TASK INSTRUCTIONS: Transcribe the records below exactly as they appear.
+++ THE DATA
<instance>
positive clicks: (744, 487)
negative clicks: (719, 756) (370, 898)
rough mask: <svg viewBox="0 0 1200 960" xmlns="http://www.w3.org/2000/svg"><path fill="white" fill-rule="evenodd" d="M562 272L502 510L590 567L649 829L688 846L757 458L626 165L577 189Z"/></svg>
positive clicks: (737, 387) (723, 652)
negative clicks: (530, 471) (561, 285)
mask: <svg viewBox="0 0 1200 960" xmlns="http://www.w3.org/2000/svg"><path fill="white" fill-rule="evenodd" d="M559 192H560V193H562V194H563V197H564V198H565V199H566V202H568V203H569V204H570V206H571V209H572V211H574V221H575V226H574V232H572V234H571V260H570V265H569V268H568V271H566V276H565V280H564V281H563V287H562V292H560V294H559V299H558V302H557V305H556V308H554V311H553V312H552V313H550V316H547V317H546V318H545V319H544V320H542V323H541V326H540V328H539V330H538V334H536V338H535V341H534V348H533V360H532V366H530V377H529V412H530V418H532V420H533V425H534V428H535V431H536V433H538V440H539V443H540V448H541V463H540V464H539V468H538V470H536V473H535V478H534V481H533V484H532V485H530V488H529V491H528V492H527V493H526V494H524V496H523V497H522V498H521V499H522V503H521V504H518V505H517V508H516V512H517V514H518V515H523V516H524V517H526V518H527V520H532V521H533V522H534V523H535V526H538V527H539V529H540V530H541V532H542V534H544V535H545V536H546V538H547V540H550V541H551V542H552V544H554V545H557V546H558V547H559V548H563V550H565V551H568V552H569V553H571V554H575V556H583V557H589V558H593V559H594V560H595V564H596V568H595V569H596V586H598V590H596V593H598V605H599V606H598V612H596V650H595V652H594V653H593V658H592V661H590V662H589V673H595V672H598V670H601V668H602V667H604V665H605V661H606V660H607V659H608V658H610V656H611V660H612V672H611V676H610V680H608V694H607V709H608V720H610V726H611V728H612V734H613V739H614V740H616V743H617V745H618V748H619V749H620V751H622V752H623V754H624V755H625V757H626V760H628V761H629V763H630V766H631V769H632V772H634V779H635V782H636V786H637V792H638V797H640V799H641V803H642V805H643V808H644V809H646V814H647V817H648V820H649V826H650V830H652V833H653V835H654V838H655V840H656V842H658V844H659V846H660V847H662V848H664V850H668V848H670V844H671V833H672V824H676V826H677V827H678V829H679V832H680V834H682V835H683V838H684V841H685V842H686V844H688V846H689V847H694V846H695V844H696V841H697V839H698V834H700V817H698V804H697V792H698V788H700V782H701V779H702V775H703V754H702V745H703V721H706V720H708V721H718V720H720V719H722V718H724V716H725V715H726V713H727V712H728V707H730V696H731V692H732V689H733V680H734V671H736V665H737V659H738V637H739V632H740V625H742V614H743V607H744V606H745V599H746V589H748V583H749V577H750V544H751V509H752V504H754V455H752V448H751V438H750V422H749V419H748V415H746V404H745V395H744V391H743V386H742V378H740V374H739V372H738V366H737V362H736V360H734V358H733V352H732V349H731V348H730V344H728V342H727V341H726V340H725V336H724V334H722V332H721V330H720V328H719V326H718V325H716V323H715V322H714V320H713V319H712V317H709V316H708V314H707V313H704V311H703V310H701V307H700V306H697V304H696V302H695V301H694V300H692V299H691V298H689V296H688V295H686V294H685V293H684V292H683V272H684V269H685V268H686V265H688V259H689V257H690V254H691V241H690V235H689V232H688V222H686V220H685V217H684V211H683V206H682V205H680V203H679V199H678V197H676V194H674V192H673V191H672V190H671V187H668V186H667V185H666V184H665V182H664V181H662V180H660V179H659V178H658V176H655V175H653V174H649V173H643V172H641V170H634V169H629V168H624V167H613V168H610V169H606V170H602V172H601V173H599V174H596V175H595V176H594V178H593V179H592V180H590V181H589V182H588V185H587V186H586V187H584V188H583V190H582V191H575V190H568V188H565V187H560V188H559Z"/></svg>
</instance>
++++++
OUTPUT:
<instance>
positive clicks: (744, 487)
negative clicks: (719, 756) (370, 898)
rough mask: <svg viewBox="0 0 1200 960" xmlns="http://www.w3.org/2000/svg"><path fill="white" fill-rule="evenodd" d="M562 272L502 510L590 567L649 829L688 846L757 458L626 165L577 189Z"/></svg>
positive clicks: (737, 387) (723, 652)
negative clicks: (530, 471) (561, 285)
mask: <svg viewBox="0 0 1200 960" xmlns="http://www.w3.org/2000/svg"><path fill="white" fill-rule="evenodd" d="M559 192H560V193H562V194H563V197H564V198H565V199H566V202H568V203H569V204H570V206H571V209H572V211H574V221H575V226H574V232H572V234H571V260H570V265H569V268H568V271H566V276H565V280H564V281H563V287H562V292H560V294H559V299H558V302H557V305H556V308H554V311H553V312H552V313H550V316H547V317H546V318H545V319H544V320H542V323H541V326H540V328H539V330H538V334H536V338H535V341H534V348H533V360H532V366H530V377H529V412H530V418H532V420H533V425H534V428H535V431H536V433H538V440H539V443H540V448H541V463H540V464H539V468H538V470H536V473H535V478H534V481H533V484H532V485H530V488H529V491H528V492H527V493H526V494H524V496H523V497H522V498H521V499H522V503H521V504H518V505H517V508H516V512H517V514H518V515H523V516H524V517H526V518H527V520H532V521H533V522H534V523H535V526H538V527H539V529H540V530H541V532H542V534H544V535H545V536H546V538H547V540H550V541H551V542H552V544H554V545H557V546H558V547H559V548H563V550H565V551H568V552H569V553H571V554H575V556H583V557H589V558H593V559H594V560H595V564H596V568H595V569H596V586H598V590H596V593H598V605H599V606H598V612H596V650H595V652H594V653H593V658H592V661H590V662H589V673H595V672H598V670H601V668H602V667H604V665H605V661H606V660H607V659H608V658H610V656H611V660H612V672H611V676H610V680H608V694H607V709H608V720H610V726H611V728H612V734H613V739H614V740H616V743H617V745H618V748H619V749H620V751H622V752H623V754H624V755H625V757H626V760H628V761H629V763H630V766H631V769H632V772H634V779H635V782H636V786H637V792H638V797H640V799H641V803H642V805H643V808H644V809H646V814H647V817H648V820H649V826H650V830H652V833H653V835H654V838H655V840H656V842H658V844H659V846H660V847H662V848H664V850H668V848H670V844H671V833H672V824H676V826H677V827H678V829H679V832H680V834H682V835H683V838H684V841H685V842H686V844H688V846H689V847H694V846H695V844H696V841H697V839H698V834H700V817H698V804H697V792H698V788H700V782H701V779H702V775H703V754H702V745H703V721H706V720H708V721H718V720H720V719H722V718H724V716H725V715H726V713H727V712H728V707H730V696H731V692H732V689H733V680H734V671H736V665H737V659H738V637H739V632H740V625H742V614H743V607H744V606H745V599H746V589H748V583H749V577H750V544H751V509H752V504H754V455H752V448H751V438H750V422H749V419H748V415H746V404H745V395H744V391H743V386H742V378H740V374H739V372H738V366H737V362H736V360H734V358H733V352H732V349H731V348H730V344H728V342H727V341H726V340H725V336H724V334H722V332H721V330H720V328H719V326H718V325H716V323H715V322H714V320H713V319H712V317H709V316H708V314H707V313H704V311H703V310H701V307H700V306H697V304H696V302H695V301H694V300H692V299H691V298H689V296H688V295H686V294H685V293H684V292H683V272H684V269H685V268H686V265H688V259H689V257H690V254H691V241H690V235H689V232H688V222H686V220H685V217H684V211H683V206H682V205H680V203H679V199H678V197H676V194H674V192H673V191H672V190H671V187H668V186H667V185H666V184H665V182H664V181H662V180H660V179H659V178H658V176H655V175H653V174H649V173H643V172H641V170H634V169H629V168H624V167H613V168H610V169H606V170H602V172H601V173H599V174H596V175H595V176H594V178H593V179H592V180H590V181H589V182H588V185H587V186H586V187H584V188H583V190H582V191H575V190H568V188H565V187H560V188H559Z"/></svg>
</instance>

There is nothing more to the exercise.